• **Your objective**: For the entries below, the result should be an exact transcription of the lines from the one with "Target: pink advertising sign" up to and including the one with "<point>197,216</point>", and only those.

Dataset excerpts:
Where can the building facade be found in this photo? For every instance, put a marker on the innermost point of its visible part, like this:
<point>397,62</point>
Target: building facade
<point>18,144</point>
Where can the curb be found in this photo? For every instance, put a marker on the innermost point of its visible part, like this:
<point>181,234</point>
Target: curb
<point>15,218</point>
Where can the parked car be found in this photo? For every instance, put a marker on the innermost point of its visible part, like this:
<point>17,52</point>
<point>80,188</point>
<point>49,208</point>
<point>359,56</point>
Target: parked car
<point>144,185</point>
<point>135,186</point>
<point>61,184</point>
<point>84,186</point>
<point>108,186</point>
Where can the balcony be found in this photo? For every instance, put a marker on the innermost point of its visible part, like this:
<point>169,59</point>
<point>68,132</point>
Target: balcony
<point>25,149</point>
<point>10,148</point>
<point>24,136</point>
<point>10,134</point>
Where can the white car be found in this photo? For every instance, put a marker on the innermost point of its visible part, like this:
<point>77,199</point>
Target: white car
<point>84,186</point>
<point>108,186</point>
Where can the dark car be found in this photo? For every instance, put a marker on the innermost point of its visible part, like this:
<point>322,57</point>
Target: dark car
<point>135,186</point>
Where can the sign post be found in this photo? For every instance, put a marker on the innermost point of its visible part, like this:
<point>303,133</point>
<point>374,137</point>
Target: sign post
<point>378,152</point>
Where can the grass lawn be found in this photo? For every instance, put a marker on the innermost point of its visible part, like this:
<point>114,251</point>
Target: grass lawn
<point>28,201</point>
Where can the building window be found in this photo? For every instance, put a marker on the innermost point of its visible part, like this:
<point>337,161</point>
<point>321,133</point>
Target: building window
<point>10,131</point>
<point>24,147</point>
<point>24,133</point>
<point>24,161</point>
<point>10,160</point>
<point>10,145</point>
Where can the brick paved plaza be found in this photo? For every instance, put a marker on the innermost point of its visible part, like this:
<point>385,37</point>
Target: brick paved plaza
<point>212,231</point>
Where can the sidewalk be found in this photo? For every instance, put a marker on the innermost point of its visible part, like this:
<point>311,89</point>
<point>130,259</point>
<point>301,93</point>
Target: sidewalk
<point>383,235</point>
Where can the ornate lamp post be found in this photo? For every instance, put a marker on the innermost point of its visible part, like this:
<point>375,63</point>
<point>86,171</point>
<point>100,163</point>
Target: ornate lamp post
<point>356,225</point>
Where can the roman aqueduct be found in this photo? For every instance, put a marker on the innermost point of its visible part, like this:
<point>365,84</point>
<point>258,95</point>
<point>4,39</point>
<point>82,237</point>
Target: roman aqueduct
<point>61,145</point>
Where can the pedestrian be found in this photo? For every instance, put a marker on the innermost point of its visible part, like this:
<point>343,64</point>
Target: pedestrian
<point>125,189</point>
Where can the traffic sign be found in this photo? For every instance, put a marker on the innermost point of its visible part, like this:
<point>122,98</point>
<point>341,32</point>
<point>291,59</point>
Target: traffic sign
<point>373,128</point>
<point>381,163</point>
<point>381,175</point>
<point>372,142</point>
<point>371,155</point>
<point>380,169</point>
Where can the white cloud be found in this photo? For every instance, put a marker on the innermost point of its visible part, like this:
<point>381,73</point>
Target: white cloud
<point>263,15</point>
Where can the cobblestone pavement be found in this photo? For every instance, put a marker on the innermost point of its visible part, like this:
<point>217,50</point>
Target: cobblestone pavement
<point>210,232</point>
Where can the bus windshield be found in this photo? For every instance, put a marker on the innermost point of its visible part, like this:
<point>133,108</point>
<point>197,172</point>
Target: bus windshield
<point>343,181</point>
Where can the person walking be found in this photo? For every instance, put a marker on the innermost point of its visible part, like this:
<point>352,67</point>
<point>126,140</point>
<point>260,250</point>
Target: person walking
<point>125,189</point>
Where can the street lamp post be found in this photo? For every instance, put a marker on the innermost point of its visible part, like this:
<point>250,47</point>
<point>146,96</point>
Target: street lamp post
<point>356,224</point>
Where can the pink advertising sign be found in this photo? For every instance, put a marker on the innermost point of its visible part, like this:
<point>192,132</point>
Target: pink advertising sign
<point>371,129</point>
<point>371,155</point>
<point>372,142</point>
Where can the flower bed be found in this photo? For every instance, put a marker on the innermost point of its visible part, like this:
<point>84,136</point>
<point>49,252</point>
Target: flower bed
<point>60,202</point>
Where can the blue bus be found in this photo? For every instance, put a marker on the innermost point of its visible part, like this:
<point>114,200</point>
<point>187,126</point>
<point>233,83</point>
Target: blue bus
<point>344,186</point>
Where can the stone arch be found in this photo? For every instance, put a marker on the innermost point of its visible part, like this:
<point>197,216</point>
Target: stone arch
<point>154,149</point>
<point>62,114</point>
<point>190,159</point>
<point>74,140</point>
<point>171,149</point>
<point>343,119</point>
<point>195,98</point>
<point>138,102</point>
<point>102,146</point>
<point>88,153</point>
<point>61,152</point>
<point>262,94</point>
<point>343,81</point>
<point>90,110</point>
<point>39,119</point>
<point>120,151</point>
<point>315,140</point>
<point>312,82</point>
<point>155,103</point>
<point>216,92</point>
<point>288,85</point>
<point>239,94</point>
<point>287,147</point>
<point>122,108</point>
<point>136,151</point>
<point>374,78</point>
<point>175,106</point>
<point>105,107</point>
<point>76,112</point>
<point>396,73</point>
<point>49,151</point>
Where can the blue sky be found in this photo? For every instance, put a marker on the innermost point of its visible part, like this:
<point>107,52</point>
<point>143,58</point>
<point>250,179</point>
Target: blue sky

• **Answer for the task**:
Target: pink advertising sign
<point>371,129</point>
<point>371,155</point>
<point>372,142</point>
Where can the flower bed be found in this photo? For every instance, put a marker on the innermost point of its visible part, like this:
<point>84,136</point>
<point>49,252</point>
Target: flower bed
<point>60,202</point>
Where can the blue bus be found in this photo? For every instance, put a marker on the innermost point of its visible part, like this:
<point>114,200</point>
<point>187,126</point>
<point>233,83</point>
Target: blue bus
<point>344,186</point>
Where can the stone arch be found in this photo? For every instance, put a marker on the innermost point of its visible part, like this:
<point>197,216</point>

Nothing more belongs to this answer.